犬が震えている時に考えられる4つの原因 絶対に放置してはいけないケースから対処法まで解説
1.寒い
犬は体を震わせることで体温を上げることができるため、寒さを感じたとき自然に体が細かく震えることがあります。
寒さによる震えは、犬が自分の意志でおこなっているものではなく、命を維持するために自然に発生するものです。
気温が低い冬はもちろん、水に濡れたあとなどは体温が急激に下がってしまうことがあるので、そのようなときに震えている場合は寒さによるものと考えましょう。
寒さによって起こる震えは、体調と命を守るための自然発生的なものなので、過剰な心配は必要ありません。しかし、放っておいていいというわけではなく、体温を上げたり維持したりするためのサポートは必要です。
室温や湿度を調整して快適な状態をつくったり、洋服を着せたりして、震えがおさまるかどうかを確認してください。
特に子犬や老犬、病中病後の犬は、体温調整がうまくできないことが多いため、注意深く観察してこまめなケアをしましょう。
2.疲れている
犬は急激な運動をした直後など、筋肉疲労が起きたときに小刻みに震えてしまうことがあります。
これも寒さと同様に、休憩をして疲労がある程度落ち着けば自然となくなるものですが、震えが頻繁に起こる場合は運動量の調整をおこなうようにしましょう。
また、老犬は筋肉量が落ちたり関節が弱くなったりするため、足腰を支える力がなくなって、少し動いただけで震えるようになってしまうこともあります。
筋肉疲労による震えは、どんな犬にでも起こるものですが、あまり頻繁に起こる場合は運動の仕方や筋力などに問題がある可能性があります。
犬の体力や筋力に見合わない量の運動をさせてしまっていたり、体をしっかりと支えるための筋量が不足していたりすることも考えられるでしょう。
日頃から定期的に運動をさせて、食事やボディケアをしっかりとおこなって健康な体作りをサポートしてあげてください。
3.不安や恐怖によるストレス
犬の体に震えが起こる原因は、寒さや疲れなど身体的なものだけでなく、精神的なものが影響していることもあります。強い不安や恐怖を感じていたり緊張したりすると、自律神経のバランスが乱れて、体が震えることがあるのです。
大きな音を聞いて驚いているときや、動物病院など過去に怖い思いをした場所に行ったときなどに体をガタガタと震わせる犬は多くいます。
日々の生活の中で、犬がストレスを感じることは少なからずあり、それをすべて避けることができません。
しかし、体が震えるほどの強い緊張や恐怖を感じ続けることは、犬にとって非常に大きな負担となります。それほどのストレスにさらされることのない環境づくりをしたり、犬が必要以上に不安を抱え込まないようにコミュニケーションや社会化トレーニングをおこないましょう。
4.怪我の痛みや病気の症状
犬は痛みや苦痛を感じているときに、体を小さく丸めて震えることがあります。

### 作業項目 1
抜粋本文のうち、「また、老犬は筋肉量が落ちたり」で始まり「犬は痛みや苦痛を感じているときに、体を小さく丸めて震えることがあります。」で終わる部分を、一字一句変えずに書き写してください。
### 作業項目 2
次の(a)〜(c)が抜粋本文の内容と一致するかを「はい」か「いいえ」で答え、判断の根拠となる本文の語句を正確に引用してください。
(a) 寒さによる震えは、犬が自分の意志でおこなっているものである。
(b) 老犬は、少し動いただけで震えるようになることがある。
(c) 日々の生活の中で犬が感じるストレスは、すべて避けることができる。
記録は抜粋本文とは無関係です。

### 提供された記録
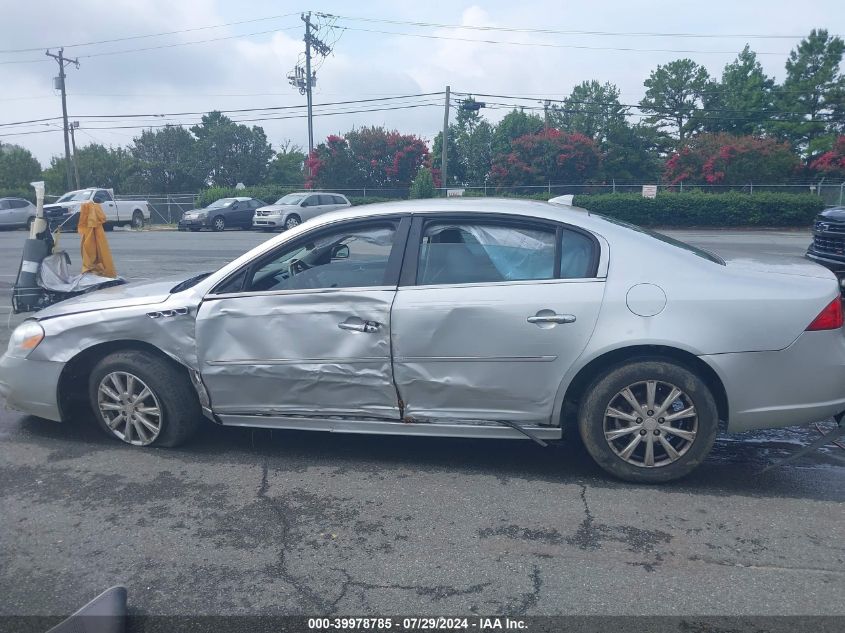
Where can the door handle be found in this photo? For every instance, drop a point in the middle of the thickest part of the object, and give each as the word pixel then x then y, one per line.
pixel 368 327
pixel 552 318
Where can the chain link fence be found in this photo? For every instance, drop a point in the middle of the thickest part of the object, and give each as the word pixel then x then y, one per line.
pixel 165 208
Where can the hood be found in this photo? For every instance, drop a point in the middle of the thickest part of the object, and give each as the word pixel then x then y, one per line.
pixel 781 266
pixel 134 294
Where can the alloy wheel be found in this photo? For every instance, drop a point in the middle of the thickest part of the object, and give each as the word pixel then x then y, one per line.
pixel 129 408
pixel 650 424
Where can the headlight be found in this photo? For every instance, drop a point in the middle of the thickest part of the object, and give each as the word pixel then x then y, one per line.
pixel 25 338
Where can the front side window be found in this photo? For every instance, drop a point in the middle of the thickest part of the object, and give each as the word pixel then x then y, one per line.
pixel 344 258
pixel 454 253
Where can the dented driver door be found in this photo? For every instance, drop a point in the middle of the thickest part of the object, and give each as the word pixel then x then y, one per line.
pixel 304 332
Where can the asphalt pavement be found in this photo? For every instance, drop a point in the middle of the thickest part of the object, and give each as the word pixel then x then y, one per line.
pixel 257 522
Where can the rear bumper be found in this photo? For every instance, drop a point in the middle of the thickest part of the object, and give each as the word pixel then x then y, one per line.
pixel 31 386
pixel 775 389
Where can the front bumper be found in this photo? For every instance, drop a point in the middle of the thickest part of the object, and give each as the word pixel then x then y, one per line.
pixel 31 386
pixel 268 221
pixel 193 223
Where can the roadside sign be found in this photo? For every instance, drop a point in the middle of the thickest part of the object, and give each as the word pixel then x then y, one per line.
pixel 649 191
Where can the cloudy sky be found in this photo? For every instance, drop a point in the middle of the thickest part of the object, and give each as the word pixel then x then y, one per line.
pixel 256 43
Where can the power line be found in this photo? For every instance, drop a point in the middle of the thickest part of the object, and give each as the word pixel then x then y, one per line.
pixel 549 45
pixel 268 118
pixel 564 32
pixel 161 46
pixel 229 111
pixel 148 35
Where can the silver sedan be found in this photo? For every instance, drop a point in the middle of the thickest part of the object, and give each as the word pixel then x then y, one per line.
pixel 463 318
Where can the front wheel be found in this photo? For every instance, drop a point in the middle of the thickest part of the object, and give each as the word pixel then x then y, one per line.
pixel 143 400
pixel 648 421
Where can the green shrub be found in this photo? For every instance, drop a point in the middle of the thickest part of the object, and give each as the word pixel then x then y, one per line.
pixel 698 209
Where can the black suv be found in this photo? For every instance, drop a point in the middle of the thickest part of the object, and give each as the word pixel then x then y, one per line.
pixel 828 247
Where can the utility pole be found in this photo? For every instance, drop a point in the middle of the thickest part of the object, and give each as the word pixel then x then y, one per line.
pixel 308 83
pixel 444 154
pixel 63 61
pixel 72 127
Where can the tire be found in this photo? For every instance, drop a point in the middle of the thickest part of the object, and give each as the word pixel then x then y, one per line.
pixel 691 437
pixel 171 394
pixel 292 221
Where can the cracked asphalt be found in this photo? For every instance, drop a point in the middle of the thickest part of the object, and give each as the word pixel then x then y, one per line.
pixel 247 521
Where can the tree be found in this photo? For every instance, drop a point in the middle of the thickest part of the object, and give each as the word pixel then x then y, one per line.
pixel 832 163
pixel 632 153
pixel 547 156
pixel 673 97
pixel 455 173
pixel 515 124
pixel 98 165
pixel 811 100
pixel 166 161
pixel 741 102
pixel 723 159
pixel 592 109
pixel 18 167
pixel 286 166
pixel 229 153
pixel 423 185
pixel 369 157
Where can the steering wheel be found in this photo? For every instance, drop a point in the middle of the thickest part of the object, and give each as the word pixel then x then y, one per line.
pixel 296 266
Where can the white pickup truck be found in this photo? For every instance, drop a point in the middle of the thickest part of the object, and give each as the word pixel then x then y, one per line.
pixel 65 211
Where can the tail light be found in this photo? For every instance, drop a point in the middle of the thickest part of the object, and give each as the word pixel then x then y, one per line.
pixel 828 319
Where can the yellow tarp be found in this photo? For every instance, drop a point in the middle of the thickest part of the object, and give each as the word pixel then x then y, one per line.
pixel 96 255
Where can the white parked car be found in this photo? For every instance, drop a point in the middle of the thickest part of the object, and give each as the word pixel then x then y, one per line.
pixel 293 209
pixel 65 211
pixel 16 213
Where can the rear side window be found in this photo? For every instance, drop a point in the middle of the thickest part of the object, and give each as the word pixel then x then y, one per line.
pixel 482 253
pixel 458 253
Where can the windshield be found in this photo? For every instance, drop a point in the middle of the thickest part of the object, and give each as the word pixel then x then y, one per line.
pixel 666 239
pixel 223 202
pixel 292 198
pixel 76 196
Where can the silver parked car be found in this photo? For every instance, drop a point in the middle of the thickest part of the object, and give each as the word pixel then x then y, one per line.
pixel 295 208
pixel 463 318
pixel 16 213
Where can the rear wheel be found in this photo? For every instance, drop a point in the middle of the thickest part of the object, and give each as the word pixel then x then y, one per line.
pixel 143 400
pixel 648 421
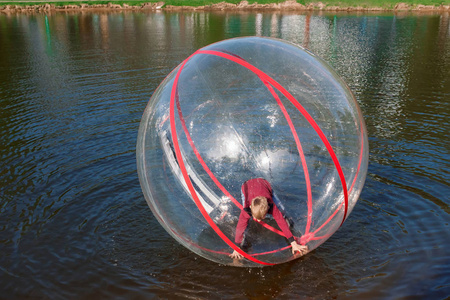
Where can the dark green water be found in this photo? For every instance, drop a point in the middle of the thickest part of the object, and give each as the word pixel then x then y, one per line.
pixel 74 222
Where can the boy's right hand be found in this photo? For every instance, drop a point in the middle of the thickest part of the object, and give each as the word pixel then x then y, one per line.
pixel 236 255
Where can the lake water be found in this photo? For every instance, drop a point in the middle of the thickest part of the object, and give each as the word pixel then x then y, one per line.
pixel 74 222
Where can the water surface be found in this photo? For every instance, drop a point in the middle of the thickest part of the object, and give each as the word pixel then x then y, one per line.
pixel 74 222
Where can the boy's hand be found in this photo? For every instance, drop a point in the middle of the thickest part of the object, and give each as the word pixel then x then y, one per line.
pixel 299 248
pixel 236 255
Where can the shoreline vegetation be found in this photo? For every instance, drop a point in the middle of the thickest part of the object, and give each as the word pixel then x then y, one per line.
pixel 13 6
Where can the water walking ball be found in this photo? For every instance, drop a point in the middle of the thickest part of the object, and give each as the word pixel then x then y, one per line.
pixel 248 108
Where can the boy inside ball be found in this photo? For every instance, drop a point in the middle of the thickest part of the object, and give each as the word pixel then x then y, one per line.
pixel 258 201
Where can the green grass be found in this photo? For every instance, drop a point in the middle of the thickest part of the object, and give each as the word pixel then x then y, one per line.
pixel 342 3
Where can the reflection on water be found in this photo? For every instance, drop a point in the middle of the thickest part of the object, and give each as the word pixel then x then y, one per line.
pixel 73 220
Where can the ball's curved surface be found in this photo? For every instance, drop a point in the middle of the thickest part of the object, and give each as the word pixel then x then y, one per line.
pixel 245 108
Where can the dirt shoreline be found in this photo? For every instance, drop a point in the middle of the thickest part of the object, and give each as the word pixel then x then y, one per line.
pixel 289 5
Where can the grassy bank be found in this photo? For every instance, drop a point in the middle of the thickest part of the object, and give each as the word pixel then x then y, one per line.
pixel 385 4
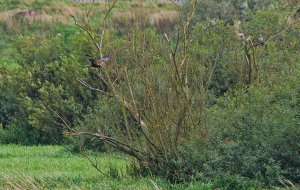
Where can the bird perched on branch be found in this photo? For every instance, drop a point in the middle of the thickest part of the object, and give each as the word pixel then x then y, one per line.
pixel 97 63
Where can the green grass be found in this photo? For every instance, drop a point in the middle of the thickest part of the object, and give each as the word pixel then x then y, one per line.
pixel 54 167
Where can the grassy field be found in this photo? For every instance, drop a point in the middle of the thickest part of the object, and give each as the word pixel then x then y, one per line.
pixel 54 167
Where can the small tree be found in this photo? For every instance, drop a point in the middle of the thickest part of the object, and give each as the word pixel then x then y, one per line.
pixel 156 84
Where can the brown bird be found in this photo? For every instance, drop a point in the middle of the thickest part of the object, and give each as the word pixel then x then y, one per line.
pixel 97 63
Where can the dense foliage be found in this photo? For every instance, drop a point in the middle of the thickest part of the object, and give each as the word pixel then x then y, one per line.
pixel 240 125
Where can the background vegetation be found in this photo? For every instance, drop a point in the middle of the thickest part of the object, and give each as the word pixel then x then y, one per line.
pixel 234 125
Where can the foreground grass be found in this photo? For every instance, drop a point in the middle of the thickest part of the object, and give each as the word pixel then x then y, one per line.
pixel 54 167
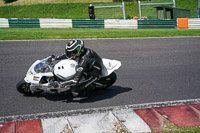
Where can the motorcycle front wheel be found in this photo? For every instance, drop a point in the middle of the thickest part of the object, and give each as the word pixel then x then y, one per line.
pixel 24 88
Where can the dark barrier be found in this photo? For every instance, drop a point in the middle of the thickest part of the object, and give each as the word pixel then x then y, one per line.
pixel 81 23
pixel 24 23
pixel 157 24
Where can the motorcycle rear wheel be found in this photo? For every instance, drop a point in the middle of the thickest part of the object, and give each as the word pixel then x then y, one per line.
pixel 108 81
pixel 24 88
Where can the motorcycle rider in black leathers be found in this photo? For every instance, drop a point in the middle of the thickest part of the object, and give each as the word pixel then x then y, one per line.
pixel 89 66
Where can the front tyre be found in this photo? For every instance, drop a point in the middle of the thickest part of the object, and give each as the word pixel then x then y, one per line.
pixel 24 88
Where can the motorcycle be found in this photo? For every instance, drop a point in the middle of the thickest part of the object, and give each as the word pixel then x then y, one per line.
pixel 43 73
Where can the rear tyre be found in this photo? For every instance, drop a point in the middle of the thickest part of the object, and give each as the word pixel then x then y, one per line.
pixel 109 80
pixel 24 88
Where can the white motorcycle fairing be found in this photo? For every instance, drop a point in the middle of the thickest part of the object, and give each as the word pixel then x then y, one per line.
pixel 64 69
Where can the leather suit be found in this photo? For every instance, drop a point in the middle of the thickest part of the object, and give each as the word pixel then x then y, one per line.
pixel 89 66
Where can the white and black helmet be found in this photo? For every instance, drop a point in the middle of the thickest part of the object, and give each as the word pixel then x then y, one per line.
pixel 74 48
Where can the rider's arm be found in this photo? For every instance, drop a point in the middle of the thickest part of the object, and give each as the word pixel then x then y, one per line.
pixel 82 66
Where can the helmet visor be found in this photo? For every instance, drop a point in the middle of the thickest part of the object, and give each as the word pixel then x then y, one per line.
pixel 71 54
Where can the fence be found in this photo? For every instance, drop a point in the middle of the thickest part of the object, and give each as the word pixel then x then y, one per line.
pixel 107 23
pixel 156 24
pixel 194 23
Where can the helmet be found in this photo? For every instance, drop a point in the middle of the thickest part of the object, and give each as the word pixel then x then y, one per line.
pixel 74 48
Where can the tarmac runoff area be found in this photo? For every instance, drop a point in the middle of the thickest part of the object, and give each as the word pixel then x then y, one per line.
pixel 148 117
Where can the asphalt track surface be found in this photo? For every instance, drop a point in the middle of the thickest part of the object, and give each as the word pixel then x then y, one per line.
pixel 153 70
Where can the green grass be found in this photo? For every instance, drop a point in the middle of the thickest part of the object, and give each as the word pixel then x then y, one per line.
pixel 31 2
pixel 65 10
pixel 70 33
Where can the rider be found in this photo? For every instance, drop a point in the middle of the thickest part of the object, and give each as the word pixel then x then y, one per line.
pixel 89 65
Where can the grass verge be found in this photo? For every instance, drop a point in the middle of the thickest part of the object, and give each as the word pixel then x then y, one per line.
pixel 66 10
pixel 70 33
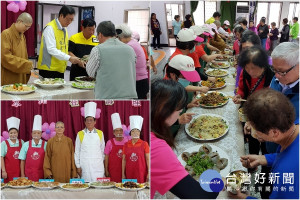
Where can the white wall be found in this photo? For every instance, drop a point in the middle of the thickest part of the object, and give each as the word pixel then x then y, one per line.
pixel 114 10
pixel 158 7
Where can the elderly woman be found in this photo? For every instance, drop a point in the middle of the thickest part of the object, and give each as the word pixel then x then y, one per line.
pixel 135 162
pixel 286 80
pixel 263 31
pixel 142 83
pixel 33 152
pixel 168 98
pixel 59 161
pixel 10 148
pixel 272 115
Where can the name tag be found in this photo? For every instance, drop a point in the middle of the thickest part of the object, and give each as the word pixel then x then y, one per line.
pixel 103 179
pixel 15 178
pixel 95 40
pixel 77 180
pixel 46 180
pixel 129 180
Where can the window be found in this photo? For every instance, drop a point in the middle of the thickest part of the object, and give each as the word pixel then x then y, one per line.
pixel 293 11
pixel 204 11
pixel 271 11
pixel 138 21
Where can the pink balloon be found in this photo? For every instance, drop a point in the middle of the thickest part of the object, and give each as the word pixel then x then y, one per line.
pixel 82 111
pixel 13 7
pixel 52 134
pixel 22 5
pixel 45 136
pixel 52 126
pixel 98 112
pixel 5 134
pixel 45 126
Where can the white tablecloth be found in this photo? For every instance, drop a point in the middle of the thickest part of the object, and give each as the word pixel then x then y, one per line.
pixel 232 143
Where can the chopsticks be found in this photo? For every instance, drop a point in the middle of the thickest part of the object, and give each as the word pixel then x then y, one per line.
pixel 239 99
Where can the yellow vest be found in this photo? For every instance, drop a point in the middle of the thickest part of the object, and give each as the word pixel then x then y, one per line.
pixel 81 135
pixel 49 62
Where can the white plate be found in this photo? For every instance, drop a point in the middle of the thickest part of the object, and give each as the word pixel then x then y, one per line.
pixel 78 85
pixel 195 117
pixel 45 188
pixel 204 106
pixel 48 86
pixel 74 189
pixel 22 92
pixel 19 187
pixel 216 66
pixel 224 172
pixel 215 88
pixel 102 187
pixel 118 185
pixel 218 75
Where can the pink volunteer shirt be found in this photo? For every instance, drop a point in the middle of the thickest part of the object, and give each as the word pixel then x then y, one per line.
pixel 108 146
pixel 166 170
pixel 141 66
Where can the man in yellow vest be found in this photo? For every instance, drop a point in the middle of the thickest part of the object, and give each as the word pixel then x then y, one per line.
pixel 53 55
pixel 89 147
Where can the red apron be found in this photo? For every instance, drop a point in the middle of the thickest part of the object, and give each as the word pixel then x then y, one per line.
pixel 12 162
pixel 115 162
pixel 34 162
pixel 136 167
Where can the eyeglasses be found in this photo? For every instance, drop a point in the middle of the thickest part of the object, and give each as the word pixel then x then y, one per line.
pixel 27 27
pixel 282 73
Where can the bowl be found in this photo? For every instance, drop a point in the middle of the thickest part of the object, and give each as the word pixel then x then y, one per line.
pixel 242 116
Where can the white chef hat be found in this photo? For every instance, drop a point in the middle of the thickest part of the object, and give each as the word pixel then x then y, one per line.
pixel 37 123
pixel 13 122
pixel 136 121
pixel 116 121
pixel 90 109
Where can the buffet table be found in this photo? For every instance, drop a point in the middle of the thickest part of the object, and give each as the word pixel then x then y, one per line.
pixel 63 92
pixel 91 193
pixel 232 143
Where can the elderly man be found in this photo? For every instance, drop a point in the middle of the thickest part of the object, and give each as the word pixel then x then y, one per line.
pixel 285 59
pixel 89 147
pixel 15 66
pixel 33 152
pixel 113 65
pixel 53 55
pixel 221 31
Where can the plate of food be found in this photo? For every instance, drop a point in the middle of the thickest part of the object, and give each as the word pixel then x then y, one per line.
pixel 199 158
pixel 45 185
pixel 130 186
pixel 50 82
pixel 85 79
pixel 83 85
pixel 20 183
pixel 108 184
pixel 18 88
pixel 75 186
pixel 216 72
pixel 212 99
pixel 236 179
pixel 206 127
pixel 220 65
pixel 219 84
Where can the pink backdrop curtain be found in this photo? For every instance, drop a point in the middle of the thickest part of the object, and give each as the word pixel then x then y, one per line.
pixel 9 17
pixel 54 111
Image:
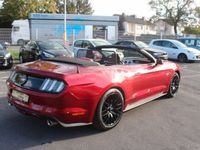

### 記述解答 1
また、老犬は筋肉量が落ちたり関節が弱くなったりするため、足腰を支える力がなくなって、少し動いただけで震えるようになってしまうこともあります。
筋肉疲労による震えは、どんな犬にでも起こるものですが、あまり頻繁に起こる場合は運動の仕方や筋力などに問題がある可能性があります。
犬の体力や筋力に見合わない量の運動をさせてしまっていたり、体をしっかりと支えるための筋量が不足していたりすることも考えられるでしょう。
日頃から定期的に運動をさせて、食事やボディケアをしっかりとおこなって健康な体作りをサポートしてあげてください。
3.不安や恐怖によるストレス
犬の体に震えが起こる原因は、寒さや疲れなど身体的なものだけでなく、精神的なものが影響していることもあります。強い不安や恐怖を感じていたり緊張したりすると、自律神経のバランスが乱れて、体が震えることがあるのです。
大きな音を聞いて驚いているときや、動物病院など過去に怖い思いをした場所に行ったときなどに体をガタガタと震わせる犬は多くいます。
日々の生活の中で、犬がストレスを感じることは少なからずあり、それをすべて避けることができません。
しかし、体が震えるほどの強い緊張や恐怖を感じ続けることは、犬にとって非常に大きな負担となります。それほどのストレスにさらされることのない環境づくりをしたり、犬が必要以上に不安を抱え込まないようにコミュニケーションや社会化トレーニングをおこないましょう。
4.怪我の痛みや病気の症状
犬は痛みや苦痛を感じているときに、体を小さく丸めて震えることがあります。

### 記述解答 2
(a) いいえ。「寒さによる震えは、犬が自分の意志でおこなっているものではなく、命を維持するために自然に発生するものです。」
(b) はい。「足腰を支える力がなくなって、少し動いただけで震えるようになってしまうこともあります。」
(c) いいえ。「日々の生活の中で、犬がストレスを感じることは少なからずあり、それをすべて避けることができません。」